→ TEXTO:

**********

Toda palabra, lo es en una determinada circunstancia. Y, no tener en cuenta dicha circunstancia es, en el fondo, mal-hablar. Cuando uno habla del mismo modo en todo contexto, y a todo interlocutor, en el fondo no habla, tan sólo salen de su boca palabras como de un loro, y el interlocutor deja de escuchar, cogiendo lo que le interese de aquí y de allá, en orden a sus intereses; pero no escucha. No hay diálogo: «El primero se desahoga, pero no ha realizado ningún acto de habla; el segundo toma sólo lo que quería oír, pero no ha realizado ningún acto de escucha», como le leí a Hadjadj. El discurso se convierte en un recitar mecánico, que intenta salvaguardar su frialdad con sutiles y elaboradas maniobras retóricas y clichés fieles a una ideología, para enmascarar en el fondo su renuncia al diálogo y a la conversación. Quien no hace el esfuerzo por adaptar su discurso al interlocutor y al ambiente en el que se encuentra, en realidad poco le importa que le escuchen o no. En el fondo, esa persona no habla: mal-habla. Todo discurso implica un esfuerzo por hacerse comprender, siempre que ese esfuerzo no devenga en falsear el mismo discurso en dicha empresa.

**********

→ TAREAS DEL EJERCICIO:
[1] Según el texto, ¿a quién pertenece la cita sobre el que se desahoga y el que solo toma lo que quería oír?
[2] ¿Puedes devolver sin cambios las entradas desde su comienzo hasta la línea que contiene "Outlines of the", ambas incluidas?

**********

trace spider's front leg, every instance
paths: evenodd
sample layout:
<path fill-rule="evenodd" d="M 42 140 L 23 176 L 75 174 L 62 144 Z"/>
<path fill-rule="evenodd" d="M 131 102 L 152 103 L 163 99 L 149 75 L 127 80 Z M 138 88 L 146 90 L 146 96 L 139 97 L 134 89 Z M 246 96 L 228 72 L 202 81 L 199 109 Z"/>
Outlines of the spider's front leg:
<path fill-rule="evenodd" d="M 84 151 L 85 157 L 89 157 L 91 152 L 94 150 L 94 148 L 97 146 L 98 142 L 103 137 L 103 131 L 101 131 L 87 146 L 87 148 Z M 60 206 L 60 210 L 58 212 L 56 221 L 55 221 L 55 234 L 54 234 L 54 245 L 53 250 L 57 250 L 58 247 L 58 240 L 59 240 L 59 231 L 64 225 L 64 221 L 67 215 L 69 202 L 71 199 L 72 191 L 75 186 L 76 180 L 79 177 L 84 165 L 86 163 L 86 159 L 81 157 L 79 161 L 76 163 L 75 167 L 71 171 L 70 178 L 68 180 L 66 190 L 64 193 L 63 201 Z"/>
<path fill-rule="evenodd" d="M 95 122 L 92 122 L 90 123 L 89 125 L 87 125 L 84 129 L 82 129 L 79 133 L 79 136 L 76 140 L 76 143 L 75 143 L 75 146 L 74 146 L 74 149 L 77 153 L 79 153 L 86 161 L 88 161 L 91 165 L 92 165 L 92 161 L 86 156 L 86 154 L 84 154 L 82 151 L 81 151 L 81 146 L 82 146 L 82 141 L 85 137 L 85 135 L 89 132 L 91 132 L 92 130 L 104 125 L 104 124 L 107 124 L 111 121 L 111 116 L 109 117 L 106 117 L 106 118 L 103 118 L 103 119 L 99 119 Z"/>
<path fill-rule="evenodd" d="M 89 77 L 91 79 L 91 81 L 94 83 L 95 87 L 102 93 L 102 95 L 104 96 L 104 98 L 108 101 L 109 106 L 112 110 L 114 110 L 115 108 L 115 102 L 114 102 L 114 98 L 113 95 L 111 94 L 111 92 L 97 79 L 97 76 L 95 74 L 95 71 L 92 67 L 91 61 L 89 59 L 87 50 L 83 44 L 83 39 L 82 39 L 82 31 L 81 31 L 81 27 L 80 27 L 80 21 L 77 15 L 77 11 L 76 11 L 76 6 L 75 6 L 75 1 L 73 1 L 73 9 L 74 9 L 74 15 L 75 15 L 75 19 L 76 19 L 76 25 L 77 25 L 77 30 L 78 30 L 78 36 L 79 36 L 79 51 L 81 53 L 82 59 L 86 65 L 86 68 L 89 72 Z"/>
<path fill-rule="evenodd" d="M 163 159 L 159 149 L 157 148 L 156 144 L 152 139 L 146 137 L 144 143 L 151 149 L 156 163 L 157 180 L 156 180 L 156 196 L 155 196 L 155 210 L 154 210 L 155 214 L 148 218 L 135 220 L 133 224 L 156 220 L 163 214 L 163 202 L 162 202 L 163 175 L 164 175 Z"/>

**********

→ RESULTADOS POR TAREA:
[1] A Hadjadj.

[2]
trace spider's front leg, every instance
paths: evenodd
sample layout:
<path fill-rule="evenodd" d="M 42 140 L 23 176 L 75 174 L 62 144 Z"/>
<path fill-rule="evenodd" d="M 131 102 L 152 103 L 163 99 L 149 75 L 127 80 Z M 138 88 L 146 90 L 146 96 L 139 97 L 134 89 Z M 246 96 L 228 72 L 202 81 L 199 109 Z"/>
Outlines of the spider's front leg:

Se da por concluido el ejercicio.